- Task directions:
Answer these from the randomized median discussion below:
1. Which commenter asked whether a way of calculating the expected running time of randomized quicksort had been shown?
2. In the algorithm the asker describes, what happens when the pivot is at position n/2?
3. According to the reply at the end, how much processing is there at each stage?

- Extract:
++++++

# Randomised Median [closed]

I have tried hard , but i'm unable to come up with the expected running time for the number of comparisons to find the Randomized Median (find the median of an unsorted array). Also i wanted to make sure that we CANNOT take expectation of the recurrence that we use to find the randomized mean , or any other recurrence in any other problem as they belong to different probability spaces? Is this statement right?

• Have you been shown a way of calculating the expected running time of randomized quicksort? – Yuval Filmus Jan 29 '14 at 14:11
• What is the algorithm your question relates to? Talking about runtime without a concrete algorithm does not make much sense, and particularities may matter. What is the recurrence you have at hand? – Raphael Jan 29 '14 at 17:00
• @Raphael sry for that. I basically take a random pivot and divide the array . If the pivot is at position n/2 i return if less , I select the right par and recursively find element of rank -(n/2-rank(pivot)) if greater i recurse on right and find recursively element of rank n/2 – Aditya Nambiar Jan 29 '14 at 19:39
• @Yuval Yes we have been – Aditya Nambiar Jan 29 '14 at 19:40
• @Aditya In that case, try to mimic the argument you've seen. – Yuval Filmus Jan 29 '14 at 19:42

One approach would be to form up a recurrence for the expected running time $T(n)$. At each stage there is $O(n)$ processing, and the result is a new list of length distributed according to some distribution $D_n$ (for you to determine), and so we can write $$T(n) = O(n) + \operatorname*{\mathbb{E}}_{m \sim D_n} T(m).$$ This looks much less frightening when you substitute the actual distribution $D_n$ and replace the expectation with a (weighted) sum. Then it remains to solve the recurrence.

++++++

- Material:
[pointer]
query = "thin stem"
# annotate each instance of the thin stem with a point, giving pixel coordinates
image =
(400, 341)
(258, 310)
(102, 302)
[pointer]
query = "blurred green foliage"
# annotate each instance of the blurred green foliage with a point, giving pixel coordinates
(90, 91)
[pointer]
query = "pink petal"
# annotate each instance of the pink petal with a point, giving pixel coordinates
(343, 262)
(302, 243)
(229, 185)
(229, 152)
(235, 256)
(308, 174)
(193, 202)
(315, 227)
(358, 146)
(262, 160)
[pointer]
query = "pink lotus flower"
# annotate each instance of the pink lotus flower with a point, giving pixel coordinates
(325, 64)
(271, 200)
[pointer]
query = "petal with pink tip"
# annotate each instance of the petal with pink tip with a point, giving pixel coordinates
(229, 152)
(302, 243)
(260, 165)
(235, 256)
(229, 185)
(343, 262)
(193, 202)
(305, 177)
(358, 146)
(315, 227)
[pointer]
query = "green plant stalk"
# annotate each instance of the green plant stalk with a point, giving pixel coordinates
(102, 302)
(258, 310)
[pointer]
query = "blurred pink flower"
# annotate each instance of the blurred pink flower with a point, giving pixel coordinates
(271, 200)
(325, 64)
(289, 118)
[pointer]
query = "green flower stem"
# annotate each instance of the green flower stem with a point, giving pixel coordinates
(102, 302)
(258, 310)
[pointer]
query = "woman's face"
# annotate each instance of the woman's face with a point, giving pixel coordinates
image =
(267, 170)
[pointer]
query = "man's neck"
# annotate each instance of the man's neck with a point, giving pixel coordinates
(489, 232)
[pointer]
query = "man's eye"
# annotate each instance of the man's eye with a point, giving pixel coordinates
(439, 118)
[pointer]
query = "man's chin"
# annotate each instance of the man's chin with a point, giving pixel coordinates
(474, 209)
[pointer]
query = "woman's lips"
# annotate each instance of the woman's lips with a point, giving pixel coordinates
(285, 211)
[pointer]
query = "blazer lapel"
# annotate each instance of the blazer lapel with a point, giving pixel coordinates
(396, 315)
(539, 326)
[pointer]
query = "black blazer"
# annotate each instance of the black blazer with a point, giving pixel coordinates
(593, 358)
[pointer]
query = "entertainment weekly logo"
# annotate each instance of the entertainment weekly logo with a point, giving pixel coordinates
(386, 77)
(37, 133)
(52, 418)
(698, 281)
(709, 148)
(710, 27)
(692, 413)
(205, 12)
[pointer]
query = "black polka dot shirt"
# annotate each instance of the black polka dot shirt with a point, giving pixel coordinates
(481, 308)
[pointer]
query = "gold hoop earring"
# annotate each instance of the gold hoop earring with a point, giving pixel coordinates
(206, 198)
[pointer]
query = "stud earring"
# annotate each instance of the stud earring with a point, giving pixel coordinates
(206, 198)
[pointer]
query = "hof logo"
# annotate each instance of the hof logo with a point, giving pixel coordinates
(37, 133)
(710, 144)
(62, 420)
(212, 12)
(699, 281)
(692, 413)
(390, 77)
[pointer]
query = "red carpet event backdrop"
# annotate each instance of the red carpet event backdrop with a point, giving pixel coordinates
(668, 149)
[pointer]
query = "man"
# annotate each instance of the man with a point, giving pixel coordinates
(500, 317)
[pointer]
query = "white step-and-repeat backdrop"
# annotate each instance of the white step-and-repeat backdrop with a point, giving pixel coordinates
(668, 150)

++++++

- Answer to this problem:
1. Yuval Filmus
2. The algorithm returns.
3. O(n)